-- DOCUMENT EXTRACT follows --
Long-term Dysphagia following Acoustic Neuroma Surgery: Prevalence, Severity, and Predictive Factors

• Abstract
• Introduction
• Methods
• Study Design and Population
• Dysphagia Assessment
• Data Collection and Variables
• Data Analysis
• Compliance with Ethical Standards
• Results
• Discussion
• Limitations of the Study
• Conclusion
• Highlights
• References

Abstract

Background Acoustic neuroma (AN) may compress the cerebellum and brainstem and may cause dysfunction of bulbar cranial nerves.

Objective To describe swallowing function outcomes in the late postoperative period after AN surgery.

Methods This cohort study included patients operated on between 1999–2014, with a mean follow up of 6.4 ± 4.5 years. The swallowing function was assessed through the functional oral intake scale (FOIS). The primary outcome was defined by scores 5 to 1, which implied oral feeding restriction or adaptation. Risks factors were identified through multivariate logistic regression.

Results 101 patients were evaluated. As many as 46 (45.5%) presented dysphagia on the late postoperative period. Women comprised 77.2%, and the mean age was 47.1 ± 16.0 years (range 19–80). Dysphagic patients presented more type II neurofibromatosis (NF II) (32.6% vs. 10.9%, p = 0.007), larger tumors (3.8 ± 1.1 vs. 3.1 ± 1.0 cm, p < 0.001), partial resection (50.0% vs. 85.5%, p < 0.001) and needed more surgeries (≥2, 39.1% vs. 18.2%, p = 0.019). Important peripheral facial palsy (PFP) (House–Brackmann [HB] grade ≥3) was present before the surgery on 47.5% and worsened on 55.4%. Postoperative PFP (p < 0.001), but not preoperative PFP, was predictive of postoperative dysphagia. On multivariate analysis, the following factors were risk factors for dysphagia: NF II (OR 5.54, p = 0.034), tumor size (each 1 cm, OR 2.13, p = 0.009), partial resection (OR 5.23, p = 0.022) and postoperative HB grade ≥3 (OR 12.99, p = 0.002).
-- DOCUMENT EXTRACT concluded --
-- SUPPLIED INFORMATION follows --
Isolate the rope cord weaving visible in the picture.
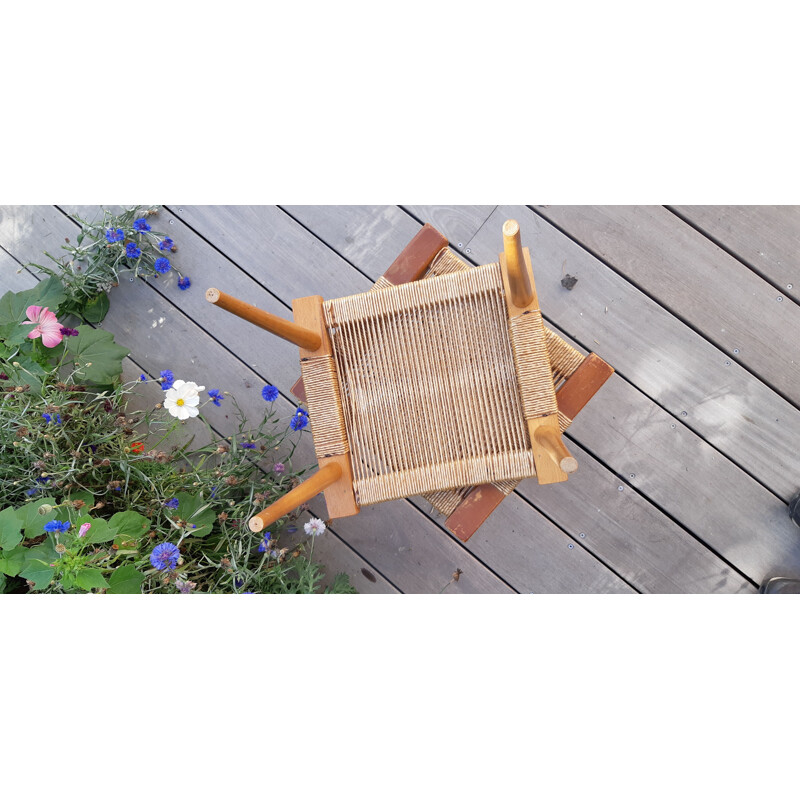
-- SUPPLIED INFORMATION concluded --
Answer each question from the text on dysphagia after acoustic neuroma surgery.
(a) Which scale was used to assess swallowing function?
(b) How many patients were evaluated?
(c) What odds ratio does the multivariate analysis give for postoperative House–Brackmann grade ≥3?

● EXPECTED ANSWER
(a) The functional oral intake scale (FOIS).
(b) 101 patients.
(c) An odds ratio of 12.99 (p = 0.002).